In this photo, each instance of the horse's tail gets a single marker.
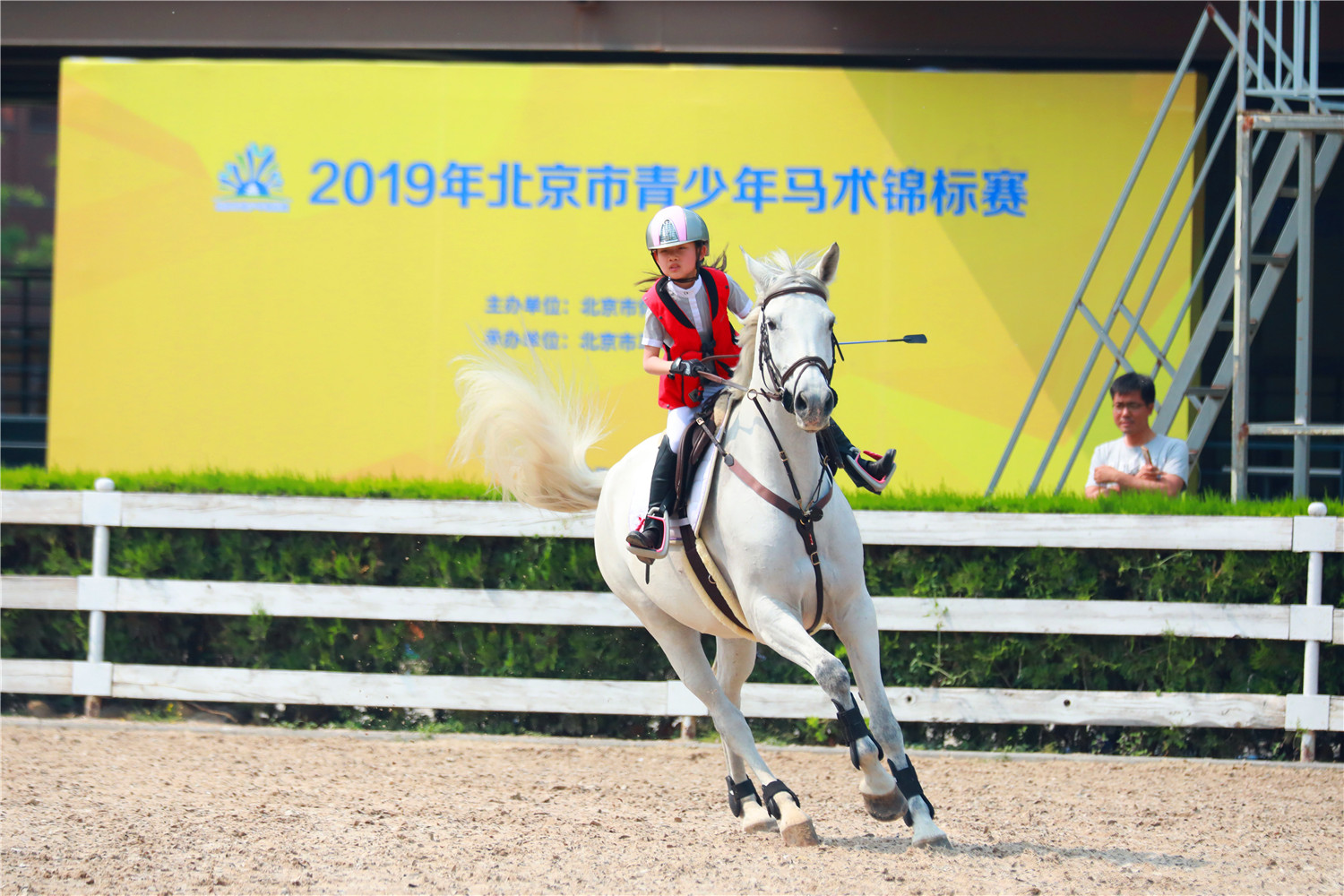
(531, 433)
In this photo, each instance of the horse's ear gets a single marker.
(825, 269)
(760, 273)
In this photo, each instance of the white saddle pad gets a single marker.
(695, 506)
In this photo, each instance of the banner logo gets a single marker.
(252, 182)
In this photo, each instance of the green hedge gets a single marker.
(908, 659)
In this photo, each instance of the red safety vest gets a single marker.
(685, 392)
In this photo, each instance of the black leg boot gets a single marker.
(650, 540)
(871, 474)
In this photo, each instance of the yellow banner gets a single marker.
(271, 265)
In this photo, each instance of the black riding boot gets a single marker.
(867, 474)
(650, 540)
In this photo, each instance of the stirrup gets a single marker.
(637, 541)
(871, 474)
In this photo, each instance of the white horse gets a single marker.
(534, 438)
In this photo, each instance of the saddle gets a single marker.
(695, 444)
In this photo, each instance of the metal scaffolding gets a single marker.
(1276, 67)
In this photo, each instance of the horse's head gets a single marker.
(793, 344)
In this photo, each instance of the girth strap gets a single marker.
(803, 519)
(707, 582)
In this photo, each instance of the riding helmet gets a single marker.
(675, 226)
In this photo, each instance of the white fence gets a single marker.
(101, 594)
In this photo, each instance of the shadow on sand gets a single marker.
(897, 845)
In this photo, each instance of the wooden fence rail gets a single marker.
(99, 594)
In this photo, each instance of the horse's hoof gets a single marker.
(930, 841)
(800, 833)
(886, 806)
(796, 826)
(754, 818)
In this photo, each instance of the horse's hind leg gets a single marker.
(685, 651)
(857, 626)
(733, 662)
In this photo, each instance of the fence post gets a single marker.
(1312, 651)
(99, 618)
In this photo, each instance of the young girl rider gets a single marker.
(687, 317)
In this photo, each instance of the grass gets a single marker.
(293, 484)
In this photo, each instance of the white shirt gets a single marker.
(695, 306)
(1169, 455)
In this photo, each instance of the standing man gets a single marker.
(1139, 460)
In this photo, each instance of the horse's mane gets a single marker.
(781, 271)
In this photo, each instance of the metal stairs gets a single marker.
(1303, 126)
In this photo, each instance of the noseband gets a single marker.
(780, 392)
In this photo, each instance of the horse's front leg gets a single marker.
(733, 662)
(780, 629)
(685, 651)
(857, 625)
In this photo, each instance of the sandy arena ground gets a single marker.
(118, 807)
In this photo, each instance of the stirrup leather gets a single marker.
(640, 541)
(871, 474)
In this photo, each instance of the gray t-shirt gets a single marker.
(1169, 455)
(695, 306)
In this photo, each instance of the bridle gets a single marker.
(779, 390)
(803, 512)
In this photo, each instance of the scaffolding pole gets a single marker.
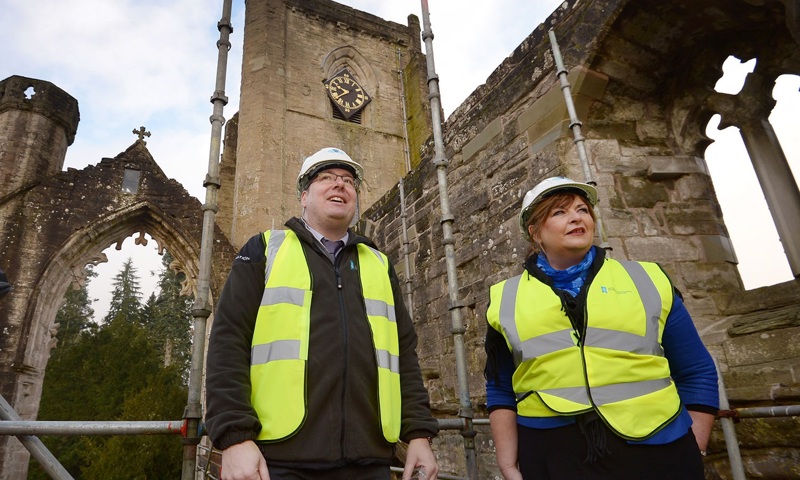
(201, 309)
(458, 329)
(575, 126)
(38, 450)
(406, 259)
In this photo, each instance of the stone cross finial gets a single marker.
(141, 133)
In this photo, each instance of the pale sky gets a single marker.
(153, 62)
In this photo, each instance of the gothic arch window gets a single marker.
(757, 199)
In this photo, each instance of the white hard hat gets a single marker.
(550, 185)
(326, 158)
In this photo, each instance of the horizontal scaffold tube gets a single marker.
(22, 427)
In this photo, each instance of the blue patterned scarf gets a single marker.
(571, 279)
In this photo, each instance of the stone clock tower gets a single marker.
(316, 74)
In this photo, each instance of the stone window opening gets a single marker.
(130, 181)
(764, 251)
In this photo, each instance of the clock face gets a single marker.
(346, 93)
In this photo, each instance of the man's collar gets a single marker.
(320, 236)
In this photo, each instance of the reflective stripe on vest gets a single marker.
(625, 376)
(280, 341)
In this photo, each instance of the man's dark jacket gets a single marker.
(342, 424)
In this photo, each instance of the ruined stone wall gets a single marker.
(641, 104)
(290, 48)
(57, 225)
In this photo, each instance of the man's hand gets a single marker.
(420, 455)
(243, 461)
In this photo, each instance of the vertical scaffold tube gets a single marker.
(440, 161)
(201, 309)
(575, 126)
(406, 260)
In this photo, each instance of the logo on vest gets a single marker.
(614, 290)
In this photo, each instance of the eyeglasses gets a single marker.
(330, 177)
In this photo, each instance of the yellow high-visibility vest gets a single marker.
(618, 369)
(280, 341)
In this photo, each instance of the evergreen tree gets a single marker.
(75, 315)
(116, 371)
(126, 295)
(169, 318)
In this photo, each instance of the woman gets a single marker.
(594, 368)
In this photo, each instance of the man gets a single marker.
(312, 369)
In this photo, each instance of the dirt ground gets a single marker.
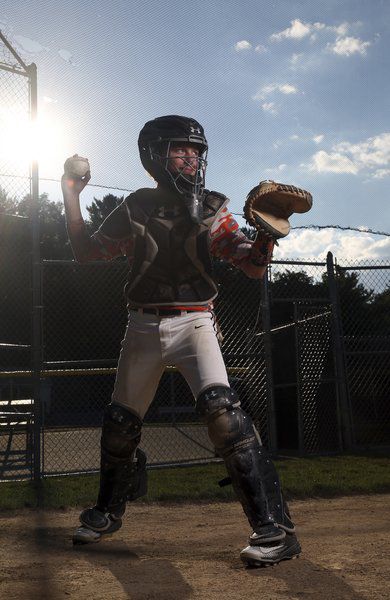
(192, 551)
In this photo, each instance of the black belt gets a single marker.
(168, 312)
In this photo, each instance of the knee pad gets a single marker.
(228, 424)
(121, 432)
(123, 465)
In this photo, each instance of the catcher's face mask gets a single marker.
(159, 143)
(184, 167)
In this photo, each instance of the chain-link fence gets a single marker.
(16, 400)
(364, 293)
(280, 347)
(307, 349)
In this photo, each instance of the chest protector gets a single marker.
(172, 264)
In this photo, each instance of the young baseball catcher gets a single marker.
(169, 234)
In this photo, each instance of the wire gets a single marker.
(359, 230)
(108, 187)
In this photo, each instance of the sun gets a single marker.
(24, 140)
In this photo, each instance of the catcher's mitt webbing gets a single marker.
(269, 205)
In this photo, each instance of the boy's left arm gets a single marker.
(230, 244)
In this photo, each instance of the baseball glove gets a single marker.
(269, 205)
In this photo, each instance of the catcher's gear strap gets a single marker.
(121, 431)
(236, 440)
(262, 249)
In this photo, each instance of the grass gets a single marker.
(301, 478)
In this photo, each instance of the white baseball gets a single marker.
(76, 167)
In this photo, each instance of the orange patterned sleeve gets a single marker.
(230, 244)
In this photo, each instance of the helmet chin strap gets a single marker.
(194, 205)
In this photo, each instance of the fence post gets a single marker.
(342, 388)
(266, 325)
(36, 288)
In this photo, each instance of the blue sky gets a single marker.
(294, 91)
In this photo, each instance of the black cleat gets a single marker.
(271, 553)
(95, 524)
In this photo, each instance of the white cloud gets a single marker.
(66, 56)
(312, 243)
(334, 162)
(49, 100)
(371, 155)
(297, 31)
(242, 45)
(348, 45)
(269, 107)
(287, 88)
(276, 170)
(300, 30)
(296, 58)
(283, 88)
(381, 173)
(29, 45)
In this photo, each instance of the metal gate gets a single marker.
(19, 428)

What the task asks ▸ Return the data word for word without its pictures.

Answer to the exercise ▸
In this photo, each instance of the horse's tail gets a single marker.
(531, 433)
In this photo, each instance of the horse's ear gets a single marker.
(825, 269)
(760, 273)
In this photo, each instance of the white saddle pad gets a single marker.
(695, 506)
In this photo, each instance of the banner logo gets a single marker.
(252, 182)
In this photo, each instance of the green hedge gets a single marker.
(908, 659)
In this photo, each instance of the red safety vest gets a single marker.
(685, 392)
In this photo, each instance of the black leg boot gets a single marker.
(650, 540)
(871, 474)
In this photo, each instance of the yellow banner gets a single marker.
(271, 265)
In this photo, each instance of the black riding boot gets a single marker.
(867, 474)
(650, 540)
In this photo, each instance of the stirrup gets a single marker.
(637, 541)
(871, 474)
In this photo, each instance of the white horse gets a single marker.
(534, 438)
In this photo, each instance of the saddle gets a single marker.
(695, 444)
In this photo, each instance of the metal scaffolding gets a single marker.
(1276, 67)
In this photo, each instance of the horse's head gets a single marker.
(793, 344)
In this photo, each instance of the girth strap gets a single marker.
(803, 519)
(707, 582)
In this photo, each instance of the riding helmet gets a single marker.
(675, 226)
In this photo, each instance of the white fence gets a single marker.
(101, 594)
In this photo, each instance of the shadow on sand gets a single marker.
(897, 845)
In this photo, each instance of the wooden fence rail gets a single marker.
(99, 594)
In this photo, each instance of the horse's hoof gets a single marker.
(930, 841)
(800, 833)
(886, 806)
(796, 826)
(754, 818)
In this photo, each instance of the horse's hind leg gets a single marker.
(685, 651)
(857, 626)
(733, 662)
In this photo, each instance of the fence post gets a single marker.
(1312, 651)
(99, 618)
In this photo, each instance of the young girl rider gets a single marker.
(687, 317)
In this photo, each instance of the grass gets a single marker.
(293, 484)
In this photo, each instance of the white shirt gets a single marker.
(695, 306)
(1169, 455)
In this photo, each instance of the standing man gets a single marker.
(1139, 460)
In this photo, each instance of the horse's mane gets a single marker.
(781, 271)
In this photo, each instance of the metal stairs gets a single marker.
(1303, 126)
In this photo, each instance of the noseband gets a single marker.
(780, 392)
In this photo, each instance of the horse's front leg gets a single marker.
(733, 662)
(780, 629)
(685, 651)
(857, 625)
In this photo, each instance of the sandy arena ground gets a single marker.
(118, 807)
In this photo, each instance of the stirrup leather gets a single marker.
(640, 541)
(871, 474)
In this photo, each instance of the gray t-shirt gets a single marker.
(1169, 455)
(695, 306)
In this photo, each instance of the bridle gets a single marker.
(779, 390)
(803, 512)
In this photo, each instance of the scaffolding pole gets a single marker.
(201, 309)
(458, 329)
(575, 126)
(38, 450)
(406, 259)
In this photo, each instance of the stone cross finial gets a single marker.
(141, 133)
In this photo, each instance of the pale sky gets a single marker.
(153, 62)
In this photo, each instance of the gothic arch window gets a single marker.
(757, 199)
In this photo, each instance of the white hard hat gets a single marker.
(550, 185)
(326, 158)
In this photo, each instance of the horizontal scaffold tube gets a single marker.
(22, 427)
In this photo, each instance of the blue patterned scarf gets a single marker.
(571, 279)
In this photo, each instance of the stone clock tower gets a single marker.
(316, 74)
In this photo, each instance of the stone window opening gets a single marker.
(130, 181)
(764, 251)
In this photo, each instance of the clock face gets a single marker.
(346, 93)
In this photo, each instance of the man's collar gets a single marker.
(320, 236)
In this photo, each instance of the reflective stripe on vest gets a single marker.
(625, 376)
(280, 341)
In this photo, each instance of the man's dark jacket gets a single marker.
(342, 424)
In this photo, each instance of the ruined stone wall gets a single marker.
(641, 104)
(290, 48)
(57, 225)
In this photo, each instance of the man's hand gets a single marker.
(420, 455)
(243, 461)
In this photo, each instance of the vertical scaffold tube gets a single marker.
(440, 161)
(201, 309)
(575, 126)
(406, 260)
In this photo, each instance of the logo on vest gets a single marker.
(614, 290)
In this photo, each instance of the eyeglasses gets a single marker.
(330, 177)
In this photo, each instance of the yellow high-visibility vest gets a single marker.
(618, 369)
(280, 341)
In this photo, each instance of the evergreen tree gets a single marker.
(75, 315)
(116, 371)
(126, 295)
(169, 318)
In this photo, each instance of the woman gets a single marker.
(594, 368)
In this photo, each instance of the man gets a single marker.
(312, 369)
In this photo, each instance of the dirt ground gets a single marker.
(192, 551)
In this photo, each instance of the black belt gets a single marker.
(168, 312)
In this photo, each instance of the knee pad gets a single marker.
(228, 424)
(121, 432)
(123, 465)
In this photo, each instance of the catcher's face mask gets a single marker.
(159, 143)
(184, 167)
In this photo, each instance of the chain-link fence gets a single marker.
(16, 400)
(364, 293)
(280, 347)
(307, 349)
In this photo, each instance of the chest protector gets a single marker.
(172, 264)
In this photo, each instance of the young baseball catcher gets a single marker.
(169, 234)
In this photo, each instance of the wire gets a single marker.
(359, 230)
(108, 187)
In this photo, each instance of the sun gets a single marker.
(24, 140)
In this photo, each instance of the catcher's mitt webbing gets a single marker.
(269, 205)
In this photo, each instance of the boy's left arm gets a single marker.
(230, 244)
In this photo, each instance of the baseball glove gets a single marker.
(269, 205)
In this photo, each instance of the catcher's gear strap gets a single marker.
(121, 431)
(236, 440)
(262, 249)
In this photo, each instance of the grass gets a single marker.
(301, 478)
In this photo, each instance of the white baseball gets a single marker.
(76, 167)
In this photo, each instance of the orange patterned sleeve gets a single marker.
(230, 244)
In this photo, each instance of the helmet chin strap gets a single marker.
(194, 205)
In this photo, each instance of the fence post gets a single marker.
(342, 388)
(266, 325)
(36, 288)
In this photo, each instance of the blue sky gets a single marker.
(294, 91)
In this photo, each instance of the black cleat gets a single marker.
(271, 553)
(95, 524)
In this photo, each instance of the white cloud gets a single marker.
(66, 56)
(312, 243)
(334, 162)
(49, 100)
(371, 155)
(297, 31)
(242, 45)
(348, 45)
(269, 107)
(287, 88)
(276, 170)
(300, 30)
(296, 58)
(283, 88)
(381, 173)
(29, 45)
In this photo, each instance of the metal gate gets a single marker.
(19, 428)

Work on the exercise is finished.